PAGE -
━━━━
But a successful military campaign ended up being a political
catastrophe for Russia, which now finds itself completely isolated by
the international community. The level of isolation is not unlike when
the Soviet Union was ostracized in 1983 after its fighter jets shot
down a South Korean airplane full of passengers. In answer to the
condemnation that Russian has received from all sides, propagandists
on state television ask: "Has Russian done anything wrong? Didn't NATO
send troops into Yugoslavia without a mandate from the international
community? And didn't the United States do the same thing in Iraq?"
The West has never been this united against Moscow's aggressive, neo-
imperial foreign policy. But this has been building up for years,
based largely on the inflammatory rhetoric of Russia's top leaders.
Remember, for example, how then-President Vladimir Putin's repeatedly
threatened the West with "asymmetric" responses -- for example, aiming
the country's missiles at Poland, the Czech Republic and Ukraine in
response to NATO expansion and the planned deployment of elements of a
U.S. missile-defense system in Europe. In addition, there were those
ridiculous media leaks about refueling Russian strategic bombers in
Cuba and the threat from a top military leader to deploy Iskander
missiles in the Kaliningrad region. And don't forget Putin's
incendiary speech in Munich in 2007.
━━━━
Dataset rows on where objects appear
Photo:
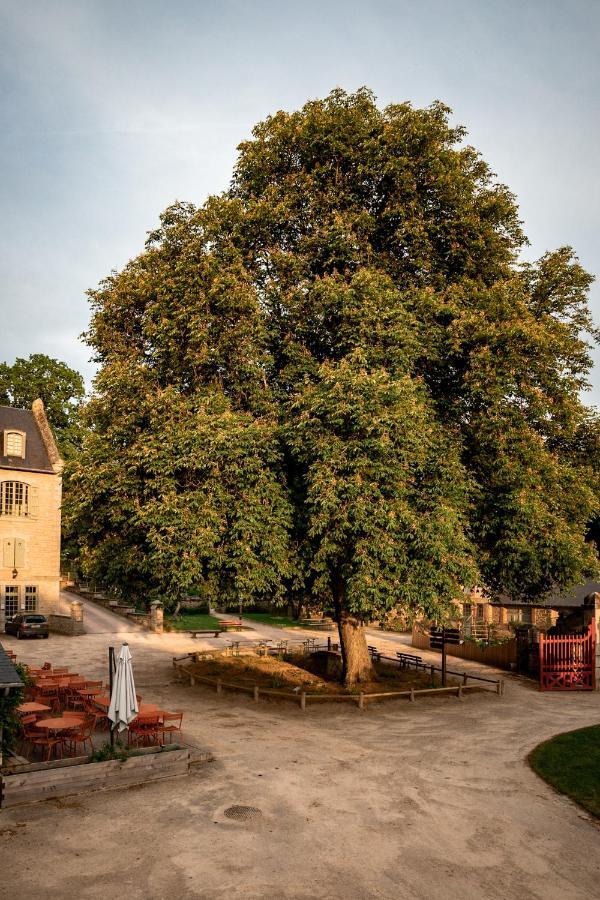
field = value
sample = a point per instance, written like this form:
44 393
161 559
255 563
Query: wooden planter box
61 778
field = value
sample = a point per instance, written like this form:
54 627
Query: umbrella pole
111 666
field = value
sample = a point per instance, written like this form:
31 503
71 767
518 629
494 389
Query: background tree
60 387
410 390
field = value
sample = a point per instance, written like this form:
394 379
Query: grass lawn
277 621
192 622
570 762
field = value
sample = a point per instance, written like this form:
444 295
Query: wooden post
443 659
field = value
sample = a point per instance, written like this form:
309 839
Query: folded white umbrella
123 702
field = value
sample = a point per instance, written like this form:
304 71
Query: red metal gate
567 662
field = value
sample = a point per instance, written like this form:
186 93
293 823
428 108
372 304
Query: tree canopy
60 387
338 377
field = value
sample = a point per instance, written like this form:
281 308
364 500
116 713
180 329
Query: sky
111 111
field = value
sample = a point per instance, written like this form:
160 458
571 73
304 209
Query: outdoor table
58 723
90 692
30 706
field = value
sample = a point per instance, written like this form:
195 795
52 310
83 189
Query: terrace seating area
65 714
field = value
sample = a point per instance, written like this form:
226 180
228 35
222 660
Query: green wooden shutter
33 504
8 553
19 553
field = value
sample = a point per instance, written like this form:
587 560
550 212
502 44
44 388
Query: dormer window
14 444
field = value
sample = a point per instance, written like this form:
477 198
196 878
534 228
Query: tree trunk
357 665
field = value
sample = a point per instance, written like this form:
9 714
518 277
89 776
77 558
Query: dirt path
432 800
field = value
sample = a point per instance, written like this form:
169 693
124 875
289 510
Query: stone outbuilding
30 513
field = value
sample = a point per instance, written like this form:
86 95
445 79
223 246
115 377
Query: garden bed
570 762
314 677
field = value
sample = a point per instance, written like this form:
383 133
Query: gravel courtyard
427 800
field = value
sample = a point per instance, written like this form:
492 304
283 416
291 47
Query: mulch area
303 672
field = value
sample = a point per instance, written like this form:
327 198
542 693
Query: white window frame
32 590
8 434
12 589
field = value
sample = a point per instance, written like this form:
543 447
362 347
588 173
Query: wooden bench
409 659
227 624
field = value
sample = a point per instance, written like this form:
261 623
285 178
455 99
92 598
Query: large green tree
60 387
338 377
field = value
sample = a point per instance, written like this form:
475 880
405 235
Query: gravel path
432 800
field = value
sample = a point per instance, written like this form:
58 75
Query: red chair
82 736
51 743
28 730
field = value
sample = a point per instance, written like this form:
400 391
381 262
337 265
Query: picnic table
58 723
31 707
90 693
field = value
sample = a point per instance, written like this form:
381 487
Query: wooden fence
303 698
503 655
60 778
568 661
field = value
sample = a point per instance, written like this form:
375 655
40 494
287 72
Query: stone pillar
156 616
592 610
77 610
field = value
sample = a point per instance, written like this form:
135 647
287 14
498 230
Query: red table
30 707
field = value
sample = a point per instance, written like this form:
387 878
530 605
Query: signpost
━━━━
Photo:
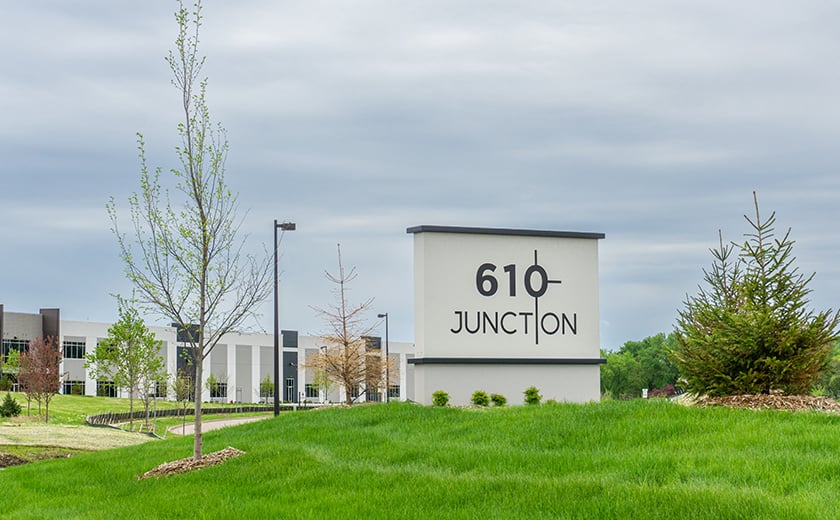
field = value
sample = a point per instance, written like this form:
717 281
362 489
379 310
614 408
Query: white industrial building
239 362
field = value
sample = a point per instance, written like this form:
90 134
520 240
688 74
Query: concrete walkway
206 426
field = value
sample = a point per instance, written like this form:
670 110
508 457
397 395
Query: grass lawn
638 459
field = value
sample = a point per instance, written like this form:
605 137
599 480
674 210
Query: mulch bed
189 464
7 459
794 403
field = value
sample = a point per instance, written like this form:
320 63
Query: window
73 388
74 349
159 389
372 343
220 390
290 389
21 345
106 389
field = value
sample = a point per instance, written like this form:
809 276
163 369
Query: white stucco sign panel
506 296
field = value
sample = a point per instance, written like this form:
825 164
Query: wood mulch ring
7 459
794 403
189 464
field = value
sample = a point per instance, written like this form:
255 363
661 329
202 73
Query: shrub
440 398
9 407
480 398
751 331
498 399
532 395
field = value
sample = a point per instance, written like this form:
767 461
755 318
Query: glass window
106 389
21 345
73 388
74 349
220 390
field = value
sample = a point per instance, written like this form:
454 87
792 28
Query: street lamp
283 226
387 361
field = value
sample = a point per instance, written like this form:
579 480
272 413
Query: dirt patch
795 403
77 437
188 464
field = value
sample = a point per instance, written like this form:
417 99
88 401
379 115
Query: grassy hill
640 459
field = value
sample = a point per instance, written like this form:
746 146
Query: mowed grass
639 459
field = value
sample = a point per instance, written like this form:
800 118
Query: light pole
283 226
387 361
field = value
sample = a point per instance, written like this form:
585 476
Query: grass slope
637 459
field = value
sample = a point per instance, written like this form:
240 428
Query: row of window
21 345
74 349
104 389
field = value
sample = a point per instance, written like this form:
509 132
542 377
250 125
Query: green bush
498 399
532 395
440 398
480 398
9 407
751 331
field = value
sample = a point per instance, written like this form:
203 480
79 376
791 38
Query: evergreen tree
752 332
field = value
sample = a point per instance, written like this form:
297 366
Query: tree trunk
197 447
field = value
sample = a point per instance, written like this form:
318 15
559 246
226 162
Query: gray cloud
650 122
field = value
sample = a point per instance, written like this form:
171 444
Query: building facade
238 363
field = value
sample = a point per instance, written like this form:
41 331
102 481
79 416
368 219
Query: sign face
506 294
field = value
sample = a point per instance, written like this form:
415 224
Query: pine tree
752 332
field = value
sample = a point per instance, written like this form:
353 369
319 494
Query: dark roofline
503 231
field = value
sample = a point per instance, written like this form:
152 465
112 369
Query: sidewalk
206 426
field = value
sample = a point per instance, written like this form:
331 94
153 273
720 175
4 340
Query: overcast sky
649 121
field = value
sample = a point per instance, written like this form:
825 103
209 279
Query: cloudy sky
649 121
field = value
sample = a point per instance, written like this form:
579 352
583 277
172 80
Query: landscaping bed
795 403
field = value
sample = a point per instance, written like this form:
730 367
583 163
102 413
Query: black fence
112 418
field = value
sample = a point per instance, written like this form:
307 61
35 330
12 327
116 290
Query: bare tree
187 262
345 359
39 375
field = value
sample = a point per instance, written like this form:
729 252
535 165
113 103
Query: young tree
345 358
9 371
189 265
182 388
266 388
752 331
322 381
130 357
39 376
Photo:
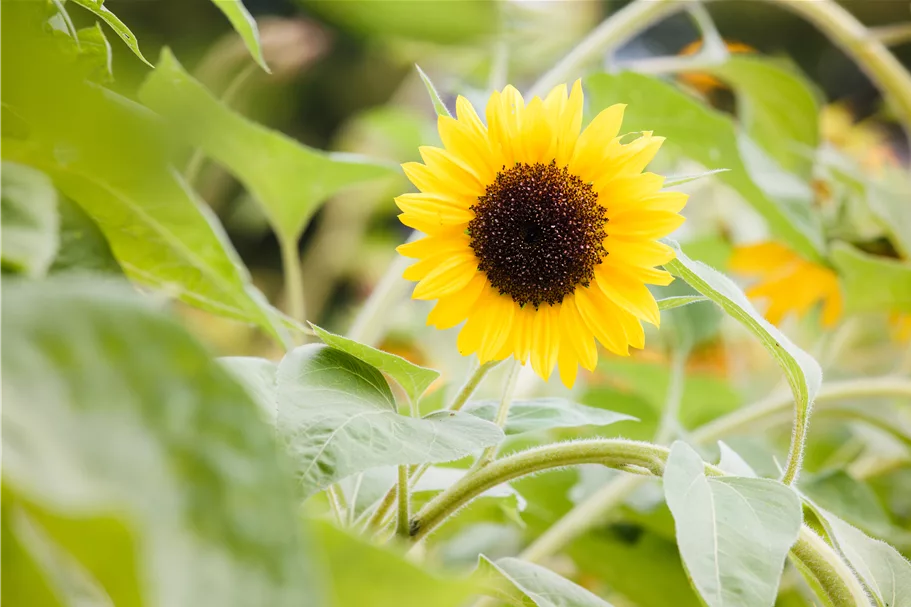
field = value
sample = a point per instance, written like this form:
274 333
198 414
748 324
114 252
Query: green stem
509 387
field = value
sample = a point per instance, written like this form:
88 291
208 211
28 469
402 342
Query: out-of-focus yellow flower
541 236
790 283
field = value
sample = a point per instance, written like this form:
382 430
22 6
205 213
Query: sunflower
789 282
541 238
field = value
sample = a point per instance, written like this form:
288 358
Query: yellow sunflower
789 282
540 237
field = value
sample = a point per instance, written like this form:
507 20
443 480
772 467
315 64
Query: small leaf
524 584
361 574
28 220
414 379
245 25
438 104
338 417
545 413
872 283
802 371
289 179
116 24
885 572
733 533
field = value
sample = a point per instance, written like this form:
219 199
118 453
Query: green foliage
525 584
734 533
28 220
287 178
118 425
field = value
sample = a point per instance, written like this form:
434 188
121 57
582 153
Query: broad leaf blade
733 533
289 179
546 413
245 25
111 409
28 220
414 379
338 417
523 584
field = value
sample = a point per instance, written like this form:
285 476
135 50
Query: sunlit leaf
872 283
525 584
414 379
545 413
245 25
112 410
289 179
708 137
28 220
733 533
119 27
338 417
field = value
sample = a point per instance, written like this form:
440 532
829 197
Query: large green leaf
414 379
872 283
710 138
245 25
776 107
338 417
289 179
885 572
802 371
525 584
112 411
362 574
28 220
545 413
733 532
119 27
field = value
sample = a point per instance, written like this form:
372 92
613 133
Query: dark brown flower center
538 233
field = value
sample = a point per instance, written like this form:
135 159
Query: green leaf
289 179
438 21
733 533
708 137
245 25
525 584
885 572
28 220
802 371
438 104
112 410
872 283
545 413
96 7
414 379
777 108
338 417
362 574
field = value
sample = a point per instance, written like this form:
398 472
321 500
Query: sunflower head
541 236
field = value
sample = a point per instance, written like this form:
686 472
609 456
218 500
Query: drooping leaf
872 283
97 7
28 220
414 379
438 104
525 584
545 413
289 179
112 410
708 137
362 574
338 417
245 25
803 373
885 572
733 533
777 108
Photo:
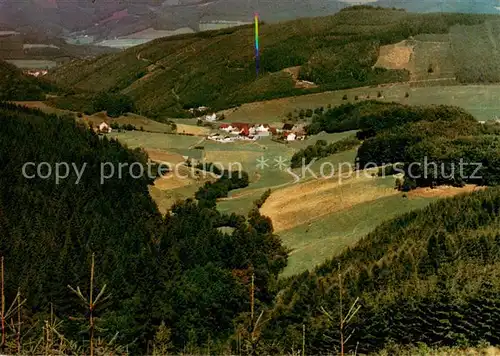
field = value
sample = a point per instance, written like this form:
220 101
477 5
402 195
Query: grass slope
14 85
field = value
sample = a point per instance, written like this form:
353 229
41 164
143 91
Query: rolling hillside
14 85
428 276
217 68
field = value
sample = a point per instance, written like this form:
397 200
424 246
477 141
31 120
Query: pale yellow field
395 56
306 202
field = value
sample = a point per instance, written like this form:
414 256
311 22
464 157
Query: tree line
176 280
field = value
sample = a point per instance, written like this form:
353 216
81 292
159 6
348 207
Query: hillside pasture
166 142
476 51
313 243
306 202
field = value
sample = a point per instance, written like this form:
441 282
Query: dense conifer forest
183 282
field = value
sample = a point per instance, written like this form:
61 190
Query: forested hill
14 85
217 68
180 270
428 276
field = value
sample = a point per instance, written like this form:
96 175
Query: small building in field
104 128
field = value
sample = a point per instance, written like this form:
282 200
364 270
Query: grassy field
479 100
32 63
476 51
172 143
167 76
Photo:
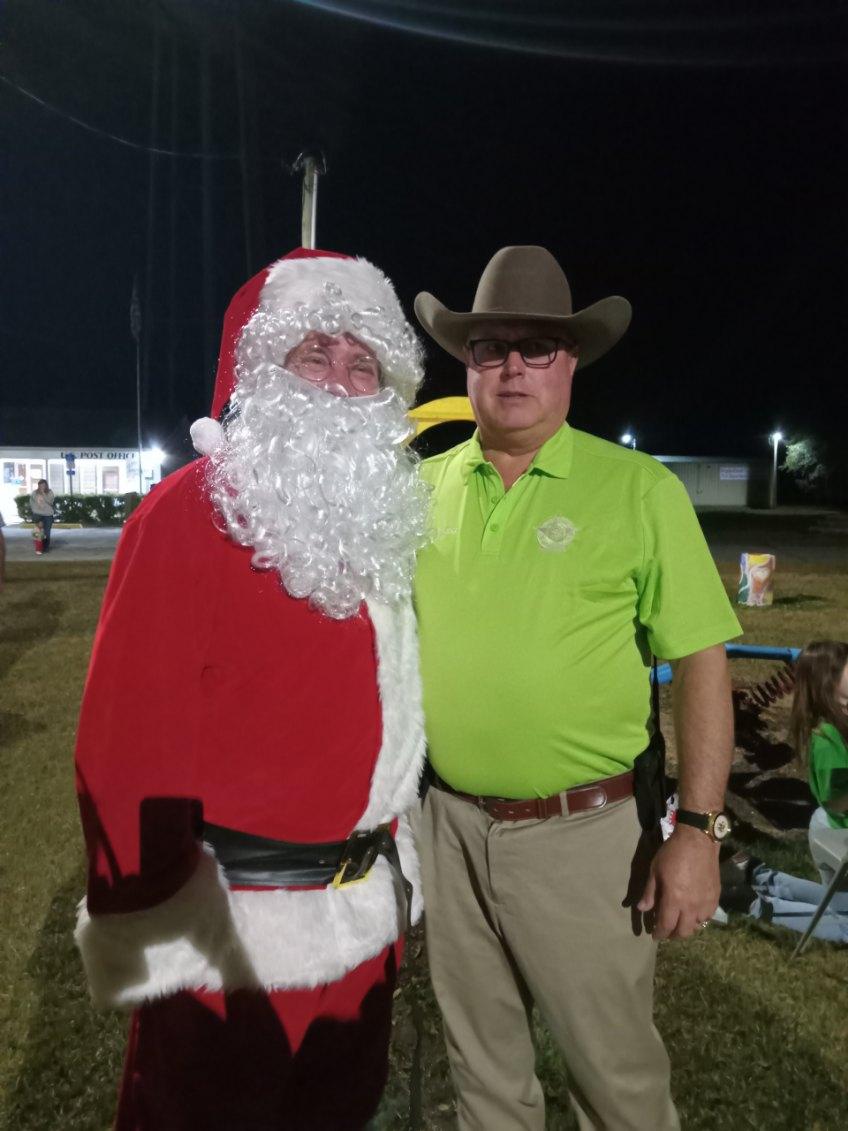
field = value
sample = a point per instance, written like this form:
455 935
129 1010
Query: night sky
━━━━
COMPLETE THE FOLLOWING -
#1 Using the text on Russia's isolation, turn the paragraph that begins "The West has never been this united" into a short bulleted list that keeps its main facts.
#2 Answer these questions from the text on Russia's isolation:
(a) According to the text, what caused the Soviet Union to be ostracized in 1983?
(b) In which region did a top military leader threaten to deploy Iskander missiles?
(c) In what city and year did Putin give the speech the text calls incendiary?

RESULTS BY TASK -
#1
- The West is more united than ever against Moscow's aggressive, neo-imperial foreign policy.
- This unity has been building for years, mostly because of inflammatory rhetoric from Russia's top leaders.
- Examples:
  - Vladimir Putin, then president, repeatedly threatened the West with "asymmetric" responses to NATO expansion and to plans to deploy parts of a U.S. missile-defense system in Europe. One such response was aiming missiles at Poland, the Czech Republic and Ukraine.
  - Media leaks said Russian strategic bombers would be refueled in Cuba.
  - A top military leader threatened to deploy Iskander missiles in the Kaliningrad region.
  - Putin gave an incendiary speech in Munich in 2007.

#2
(a) Soviet fighter jets shot down a South Korean airplane full of passengers.
(b) The Kaliningrad region.
(c) Munich, in 2007.